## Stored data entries
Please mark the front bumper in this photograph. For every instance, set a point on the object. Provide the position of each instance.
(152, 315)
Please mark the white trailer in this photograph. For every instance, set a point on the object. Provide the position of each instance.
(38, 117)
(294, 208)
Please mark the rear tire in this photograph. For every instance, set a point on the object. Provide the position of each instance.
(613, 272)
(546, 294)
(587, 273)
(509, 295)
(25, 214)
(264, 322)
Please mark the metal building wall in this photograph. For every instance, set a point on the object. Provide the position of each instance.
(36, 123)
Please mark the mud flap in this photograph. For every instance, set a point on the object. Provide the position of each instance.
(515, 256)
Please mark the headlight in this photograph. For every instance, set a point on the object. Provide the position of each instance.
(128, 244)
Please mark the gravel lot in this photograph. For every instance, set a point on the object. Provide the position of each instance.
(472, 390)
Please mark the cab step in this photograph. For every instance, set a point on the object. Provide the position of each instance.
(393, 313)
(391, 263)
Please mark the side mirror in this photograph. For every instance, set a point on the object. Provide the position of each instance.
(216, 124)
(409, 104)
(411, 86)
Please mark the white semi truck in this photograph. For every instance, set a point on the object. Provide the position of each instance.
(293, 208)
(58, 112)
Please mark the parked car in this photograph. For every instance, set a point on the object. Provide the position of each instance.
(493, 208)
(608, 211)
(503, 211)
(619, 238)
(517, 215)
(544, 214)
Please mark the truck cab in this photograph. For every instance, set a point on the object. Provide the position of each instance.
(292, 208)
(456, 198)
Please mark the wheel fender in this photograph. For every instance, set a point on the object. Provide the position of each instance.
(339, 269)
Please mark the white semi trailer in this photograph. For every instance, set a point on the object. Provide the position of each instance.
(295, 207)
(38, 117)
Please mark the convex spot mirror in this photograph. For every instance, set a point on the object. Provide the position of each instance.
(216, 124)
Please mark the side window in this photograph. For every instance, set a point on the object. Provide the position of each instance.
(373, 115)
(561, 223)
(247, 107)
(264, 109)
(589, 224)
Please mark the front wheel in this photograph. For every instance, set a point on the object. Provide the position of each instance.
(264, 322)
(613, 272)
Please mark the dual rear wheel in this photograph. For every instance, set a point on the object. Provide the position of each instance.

## TASK DESCRIPTION
Write the entries above out again, unchanged and complete.

## SOLVED PROBLEM
Please mark the front bumper in this photograph. For every instance, set a point on the object. Provide the position of each instance.
(152, 315)
Please mark the white trailer in this photograph. For every instance, set a point on the object. Provide the position of each instance.
(38, 117)
(294, 208)
Please mark the rear tire in this photograph. For every instance, set a point on the object. Provide the position of each instance.
(613, 272)
(546, 294)
(587, 273)
(509, 295)
(25, 214)
(264, 322)
Please mark the metal building wall in this photograph. For every instance, set a point on the object. Provide the position of each instance.
(36, 123)
Please mark the mud flap in this photograph. For every instance, set a point on the object. Provide the position of each instance.
(515, 256)
Please mark the headlight in this photograph. For every instance, set a point on the object. Provide the position of each instance.
(128, 244)
Please mark the gravel lot in this photograph. For every instance, set a point on the object. Provide the position of each instance.
(472, 390)
Please mark the cab step in this photograph. For every instance, set a point on the object. Provide the position of each instance.
(393, 313)
(391, 263)
Please mark the side mirror in this photograph. For every instance, set a point on the object. Provide the position of each instance.
(216, 124)
(409, 104)
(411, 86)
Please mark the white semi truck in this photograph. For every instance, set a point on the object. Provide the position of each instance.
(293, 208)
(58, 112)
Please mark the parked car in this photograph. For every instance, set a point on the object. Provide the position of each instance.
(493, 208)
(608, 211)
(503, 211)
(619, 238)
(517, 215)
(544, 214)
Please mark the truck cab in this photograph. For every instance, set a point on the object. Provide the position of each instance.
(292, 208)
(456, 198)
Please mark the wheel fender in this photograph. For every instance, set a point on the object. Provide the position of each instance.
(339, 269)
Please mark the white semi trailer in this photograph. For every instance, set a point on the object. Provide the position of each instance.
(295, 207)
(38, 117)
Please mark the convex spot mirror in this photograph. For every instance, set a point on the object. Provide the position of each instance.
(216, 124)
Please mark the side window in this photograph. For every instance, set a point on the object. Provide the position of each instance.
(373, 115)
(561, 223)
(247, 107)
(264, 109)
(589, 224)
Please mark the front wheel in this photograph. For every instance, set a point on the object. Provide the position of each instance.
(264, 322)
(613, 272)
Please mark the dual rear wheel in this photograph. For every instance, set a point on the object. Provide the position of each instance.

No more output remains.